* **About this task**
Switch "chattering" to "talking" in the astrology column below, then write out its passage starting at "Now in the United" and ending at "Something for everybody.".

* **Source text**
=== Begin Enclosure ===

Astrobabble with Winston Moonbat
From here on out, life should resemble normality, disappointing as that might be to some of those hungry for explosive excitement. I just came from a meeting in the executive office on Jupiter's 68th moon and we had a lengthy discussion about you earthling astrologers who were predicting extreme agony across the planet. While we understand how skilled you are, and we applaud you with mighty enthusiasm, we felt it proper to point out one little thing many of you forgot in this dastardly disastrous grand cross .... the Gemini moon forming a strong trine to Neptune in Aquarius after passing that ever-lovely North Node.
Now in the United States of America, this trine created a grand air trine with Mars in Gemini and Saturn in Libra, and that's why you all have been having such a good time chattering and making new friends as well as seeing old ones again. According to your astrologer, Ingrid Naiman, air signs govern love of humanity, so as hard as it is to resist, in moments like this it can happen anyway. For those of you who enjoy violence, there was a little of that available as always, and there will be in the future. Something for everybody.
Along with these configurations, there was a biquintessimal aspect with a rare asteroid named Calamitus Janus, but nothing came of it. We all breathed a sigh of relief up here. So there'll be more good times for some, not so good for others, but all in all, a celestial convergence perfectly suited to the holiday social season.
Pluto wanted to let you know that despite some concerns about catastrophe in the next 16 years, he will try to be as just as possible. Enjoy yourselves and as the wise old sage Stepininnit cautions, mind your pees and ques and eat your flaxseed. See you soon and keep talking away. One of your artists, Laurie Anderson, said that language was a virus from outer space, but the antidote is actually more language, a sort of homeopathic approach, and the cure is always in the packages we send.

=== End Enclosure ===

* **Data to examine**
=== Begin Enclosure ===

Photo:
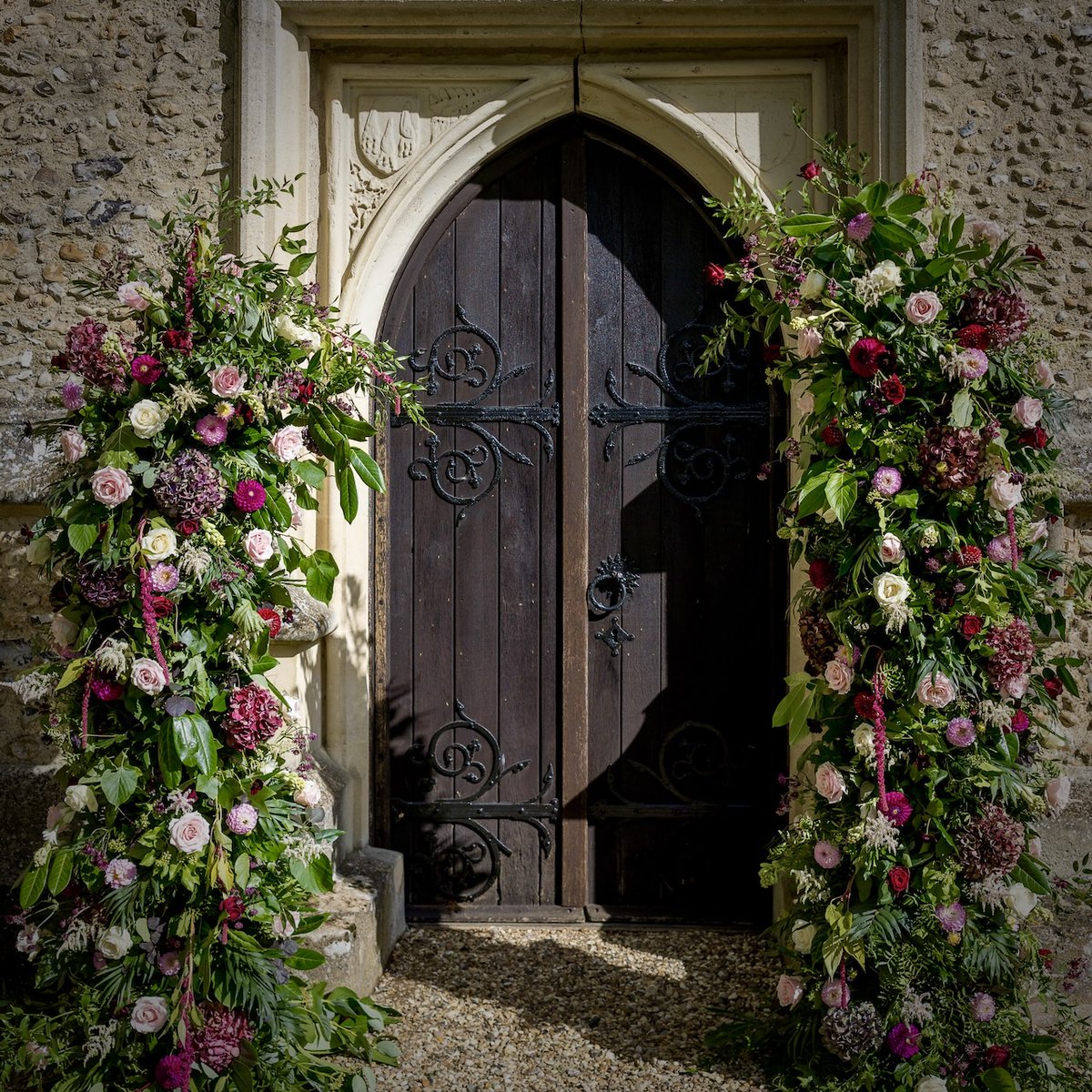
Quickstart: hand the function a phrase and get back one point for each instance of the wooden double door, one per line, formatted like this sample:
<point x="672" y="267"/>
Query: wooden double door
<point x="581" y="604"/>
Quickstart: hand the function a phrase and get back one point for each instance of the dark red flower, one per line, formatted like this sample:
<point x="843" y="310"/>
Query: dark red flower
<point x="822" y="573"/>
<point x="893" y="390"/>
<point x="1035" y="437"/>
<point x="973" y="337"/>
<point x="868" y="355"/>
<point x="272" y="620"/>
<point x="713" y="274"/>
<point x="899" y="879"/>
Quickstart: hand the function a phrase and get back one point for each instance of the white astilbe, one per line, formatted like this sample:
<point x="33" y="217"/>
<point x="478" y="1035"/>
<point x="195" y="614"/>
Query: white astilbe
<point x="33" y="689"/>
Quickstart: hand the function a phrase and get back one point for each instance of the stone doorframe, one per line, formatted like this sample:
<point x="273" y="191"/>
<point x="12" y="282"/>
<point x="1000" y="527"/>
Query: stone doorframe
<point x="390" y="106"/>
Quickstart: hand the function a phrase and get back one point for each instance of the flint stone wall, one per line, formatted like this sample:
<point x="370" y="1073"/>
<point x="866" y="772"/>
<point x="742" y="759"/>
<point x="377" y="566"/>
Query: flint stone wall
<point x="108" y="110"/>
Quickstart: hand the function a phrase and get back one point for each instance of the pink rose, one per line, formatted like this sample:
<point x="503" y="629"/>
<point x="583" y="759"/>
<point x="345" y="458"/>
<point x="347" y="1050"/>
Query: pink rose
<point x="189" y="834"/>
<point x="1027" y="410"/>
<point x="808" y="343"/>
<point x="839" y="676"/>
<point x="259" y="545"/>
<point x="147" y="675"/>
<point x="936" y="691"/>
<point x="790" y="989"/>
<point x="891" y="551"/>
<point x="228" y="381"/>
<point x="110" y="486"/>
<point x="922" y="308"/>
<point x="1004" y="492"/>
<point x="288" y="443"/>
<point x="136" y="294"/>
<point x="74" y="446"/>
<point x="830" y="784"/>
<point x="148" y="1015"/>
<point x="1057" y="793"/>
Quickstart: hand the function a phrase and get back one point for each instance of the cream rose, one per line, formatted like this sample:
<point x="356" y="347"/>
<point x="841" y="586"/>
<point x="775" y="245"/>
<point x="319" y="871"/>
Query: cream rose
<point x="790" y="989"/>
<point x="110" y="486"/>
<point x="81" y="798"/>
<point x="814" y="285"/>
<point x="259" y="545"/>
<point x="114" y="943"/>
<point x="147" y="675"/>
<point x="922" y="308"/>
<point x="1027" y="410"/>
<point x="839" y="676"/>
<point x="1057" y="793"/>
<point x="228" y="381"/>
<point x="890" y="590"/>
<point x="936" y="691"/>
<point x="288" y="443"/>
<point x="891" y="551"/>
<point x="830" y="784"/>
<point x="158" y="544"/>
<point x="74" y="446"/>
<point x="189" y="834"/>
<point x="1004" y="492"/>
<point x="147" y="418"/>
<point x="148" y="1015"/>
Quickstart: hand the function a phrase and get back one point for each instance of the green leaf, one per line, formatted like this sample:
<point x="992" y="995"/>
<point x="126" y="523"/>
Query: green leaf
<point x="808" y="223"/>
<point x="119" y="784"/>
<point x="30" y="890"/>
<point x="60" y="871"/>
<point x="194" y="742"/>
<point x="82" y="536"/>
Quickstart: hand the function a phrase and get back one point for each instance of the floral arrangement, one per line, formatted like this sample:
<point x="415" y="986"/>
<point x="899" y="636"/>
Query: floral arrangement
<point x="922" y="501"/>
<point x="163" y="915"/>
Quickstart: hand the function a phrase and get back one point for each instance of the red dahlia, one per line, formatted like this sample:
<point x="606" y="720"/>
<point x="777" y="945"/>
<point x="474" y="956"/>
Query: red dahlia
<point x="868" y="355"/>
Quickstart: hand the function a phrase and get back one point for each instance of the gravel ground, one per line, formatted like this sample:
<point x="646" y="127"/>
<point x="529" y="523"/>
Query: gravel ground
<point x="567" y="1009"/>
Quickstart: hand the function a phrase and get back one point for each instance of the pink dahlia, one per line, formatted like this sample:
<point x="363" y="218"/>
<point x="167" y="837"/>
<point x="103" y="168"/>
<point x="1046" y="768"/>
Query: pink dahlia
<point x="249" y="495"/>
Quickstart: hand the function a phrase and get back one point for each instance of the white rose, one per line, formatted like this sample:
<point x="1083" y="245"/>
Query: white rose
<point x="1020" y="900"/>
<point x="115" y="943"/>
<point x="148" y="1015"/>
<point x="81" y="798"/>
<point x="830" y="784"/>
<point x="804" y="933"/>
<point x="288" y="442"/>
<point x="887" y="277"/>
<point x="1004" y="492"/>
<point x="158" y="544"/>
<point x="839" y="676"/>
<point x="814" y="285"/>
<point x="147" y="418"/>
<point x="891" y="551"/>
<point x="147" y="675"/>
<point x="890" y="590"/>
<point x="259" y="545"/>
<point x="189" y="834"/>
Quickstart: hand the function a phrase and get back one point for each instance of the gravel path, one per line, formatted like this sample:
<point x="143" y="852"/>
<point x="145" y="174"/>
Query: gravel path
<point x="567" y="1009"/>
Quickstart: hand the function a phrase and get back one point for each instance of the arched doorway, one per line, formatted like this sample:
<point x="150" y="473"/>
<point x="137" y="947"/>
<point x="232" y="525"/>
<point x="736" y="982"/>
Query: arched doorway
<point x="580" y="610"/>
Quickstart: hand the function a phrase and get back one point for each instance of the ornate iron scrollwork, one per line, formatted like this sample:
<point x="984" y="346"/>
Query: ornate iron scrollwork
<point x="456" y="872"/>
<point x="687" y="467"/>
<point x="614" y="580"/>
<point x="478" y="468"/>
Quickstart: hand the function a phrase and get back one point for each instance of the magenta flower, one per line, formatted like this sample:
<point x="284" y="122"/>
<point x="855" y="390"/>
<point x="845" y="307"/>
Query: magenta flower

=== End Enclosure ===

* **Response below**
Now in the United States of America, this trine created a grand air trine with Mars in Gemini and Saturn in Libra, and that's why you all have been having such a good time talking and making new friends as well as seeing old ones again. According to your astrologer, Ingrid Naiman, air signs govern love of humanity, so as hard as it is to resist, in moments like this it can happen anyway. For those of you who enjoy violence, there was a little of that available as always, and there will be in the future. Something for everybody.